TAREFA PROPOSTA A => Transcreva o trecho da notícia sobre a cassação em Cabedelo que começa em "Justiça da PB" e termina em "Municipal de Saúde.".

TEXTO FORNECIDO =>
Justiça da PB cassa prefeito e vice por envolvimento com facção criminosa
Ler resumo da notícia

A Justiça Eleitoral da Paraíba cassou os mandatos do prefeito, do vice e de um vereador de Cabedelo (na Grande João Pessoa) após o MPE (Ministério Público Eleitoral) denunciar que líderes da facção criminosa "Tropa do Amigão" receberam cargos na prefeitura em troca de apoio eleitoral em 2024. O ex-chefe do Executivo do município também se tornou inelegível.
Parte das nomeações teria sido paga por uma empresa terceirizada com recursos do Fundo Municipal de Saúde.
A sentença condenatória por abuso de poder econômico e compra de votos é da juíza Thana Michelle Carneiro Rodrigues, da 57ª Zona Eleitoral, e foi dada anteontem. Foram condenados com a perda dos cargos o prefeito André Coutinho (Avante), a vice Camila Holanda (PP) e o vereador Márcio Silva (União Brasil), que ainda terão de pagar multa de R$ 40 mil cada um, "dada a gravidade da conduta".
A decisão também declarou a inelegibilidade por oito anos do ex-prefeito Vitor Hugo Castelliano (Avante), que apoiou André em 2024. Hoje, ele exerce o cargo de secretário de Turismo de João Pessoa. Todos os acusados alegam inocência e recorreram ou vão recorrer da decisão (veja notas abaixo).

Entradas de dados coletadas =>
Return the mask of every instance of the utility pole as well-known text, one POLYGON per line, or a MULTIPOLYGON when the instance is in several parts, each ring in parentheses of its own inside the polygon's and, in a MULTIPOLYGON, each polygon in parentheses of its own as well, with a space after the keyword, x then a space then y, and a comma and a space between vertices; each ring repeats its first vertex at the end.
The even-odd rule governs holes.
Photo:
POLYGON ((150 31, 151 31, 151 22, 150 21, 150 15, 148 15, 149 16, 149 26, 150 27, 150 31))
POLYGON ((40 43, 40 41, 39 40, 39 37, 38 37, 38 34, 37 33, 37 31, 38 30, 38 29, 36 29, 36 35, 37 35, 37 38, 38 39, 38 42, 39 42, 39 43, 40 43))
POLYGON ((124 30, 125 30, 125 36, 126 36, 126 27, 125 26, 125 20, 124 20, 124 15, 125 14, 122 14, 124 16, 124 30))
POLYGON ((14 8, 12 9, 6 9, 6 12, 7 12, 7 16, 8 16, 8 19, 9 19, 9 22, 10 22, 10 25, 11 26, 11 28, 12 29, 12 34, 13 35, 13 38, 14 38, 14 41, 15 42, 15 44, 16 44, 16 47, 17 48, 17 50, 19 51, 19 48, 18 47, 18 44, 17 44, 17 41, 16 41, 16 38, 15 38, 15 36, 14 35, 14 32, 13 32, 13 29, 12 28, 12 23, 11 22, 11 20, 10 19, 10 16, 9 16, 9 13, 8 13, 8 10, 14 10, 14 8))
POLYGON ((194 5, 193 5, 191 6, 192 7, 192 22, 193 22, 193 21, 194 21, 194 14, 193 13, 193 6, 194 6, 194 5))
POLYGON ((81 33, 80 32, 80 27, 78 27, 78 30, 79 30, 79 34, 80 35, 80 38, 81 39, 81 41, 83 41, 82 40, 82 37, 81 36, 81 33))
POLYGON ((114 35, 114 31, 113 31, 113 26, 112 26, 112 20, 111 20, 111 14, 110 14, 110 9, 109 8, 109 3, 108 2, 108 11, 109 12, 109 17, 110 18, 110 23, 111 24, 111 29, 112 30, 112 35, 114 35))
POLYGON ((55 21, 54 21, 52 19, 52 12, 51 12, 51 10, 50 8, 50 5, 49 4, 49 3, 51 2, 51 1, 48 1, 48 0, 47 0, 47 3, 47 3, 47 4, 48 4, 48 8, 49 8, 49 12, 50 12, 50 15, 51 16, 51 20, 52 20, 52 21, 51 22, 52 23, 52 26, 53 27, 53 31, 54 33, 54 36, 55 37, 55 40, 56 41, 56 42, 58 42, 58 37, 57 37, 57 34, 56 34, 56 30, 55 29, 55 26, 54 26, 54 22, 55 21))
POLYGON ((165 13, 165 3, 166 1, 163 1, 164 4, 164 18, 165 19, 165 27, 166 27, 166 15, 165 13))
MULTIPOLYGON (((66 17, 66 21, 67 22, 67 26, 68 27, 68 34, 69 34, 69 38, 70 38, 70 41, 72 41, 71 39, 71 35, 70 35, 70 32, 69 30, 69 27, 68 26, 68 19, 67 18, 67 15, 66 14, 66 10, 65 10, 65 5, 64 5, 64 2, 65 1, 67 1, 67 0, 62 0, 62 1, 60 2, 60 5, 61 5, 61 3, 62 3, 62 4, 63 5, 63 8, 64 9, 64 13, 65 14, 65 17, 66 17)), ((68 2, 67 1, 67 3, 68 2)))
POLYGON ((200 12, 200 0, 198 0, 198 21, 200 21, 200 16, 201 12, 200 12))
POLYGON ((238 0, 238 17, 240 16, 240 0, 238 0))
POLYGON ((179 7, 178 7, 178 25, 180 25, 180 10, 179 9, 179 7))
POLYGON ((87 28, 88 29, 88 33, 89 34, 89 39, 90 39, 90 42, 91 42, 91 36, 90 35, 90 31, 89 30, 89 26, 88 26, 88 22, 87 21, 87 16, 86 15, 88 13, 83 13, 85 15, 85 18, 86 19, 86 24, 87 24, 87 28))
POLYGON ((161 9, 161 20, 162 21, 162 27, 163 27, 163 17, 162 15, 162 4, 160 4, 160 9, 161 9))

TAREFA PROPOSTA B => Reproduza sem alterações as linhas dos registros, começando no início deles e terminando na linha que contém "POLYGON ((14 8, 12", com as duas pontas incluídas.

RESPOSTA DA TAREFA A =>
Justiça da PB cassa prefeito e vice por envolvimento com facção criminosa
Ler resumo da notícia

A Justiça Eleitoral da Paraíba cassou os mandatos do prefeito, do vice e de um vereador de Cabedelo (na Grande João Pessoa) após o MPE (Ministério Público Eleitoral) denunciar que líderes da facção criminosa "Tropa do Amigão" receberam cargos na prefeitura em troca de apoio eleitoral em 2024. O ex-chefe do Executivo do município também se tornou inelegível.
Parte das nomeações teria sido paga por uma empresa terceirizada com recursos do Fundo Municipal de Saúde.

RESPOSTA DA TAREFA B =>
Return the mask of every instance of the utility pole as well-known text, one POLYGON per line, or a MULTIPOLYGON when the instance is in several parts, each ring in parentheses of its own inside the polygon's and, in a MULTIPOLYGON, each polygon in parentheses of its own as well, with a space after the keyword, x then a space then y, and a comma and a space between vertices; each ring repeats its first vertex at the end.
The even-odd rule governs holes.
Photo:
POLYGON ((150 31, 151 31, 151 22, 150 21, 150 15, 148 15, 149 16, 149 26, 150 27, 150 31))
POLYGON ((40 43, 40 41, 39 40, 39 37, 38 37, 38 34, 37 33, 37 31, 38 30, 38 29, 36 29, 36 35, 37 35, 37 38, 38 39, 38 42, 39 42, 39 43, 40 43))
POLYGON ((124 30, 125 30, 125 36, 126 36, 126 27, 125 26, 125 20, 124 20, 124 15, 125 14, 122 14, 124 16, 124 30))
POLYGON ((14 8, 12 9, 6 9, 6 12, 7 12, 7 16, 8 16, 8 19, 9 19, 9 22, 10 22, 10 25, 11 26, 11 28, 12 29, 12 34, 13 35, 13 38, 14 38, 14 41, 15 42, 15 44, 16 44, 16 47, 17 48, 17 50, 19 51, 19 48, 18 47, 18 44, 17 44, 17 41, 16 41, 16 38, 15 38, 15 36, 14 35, 14 32, 13 32, 13 29, 12 28, 12 23, 11 22, 11 20, 10 19, 10 16, 9 16, 9 13, 8 13, 8 10, 14 10, 14 8))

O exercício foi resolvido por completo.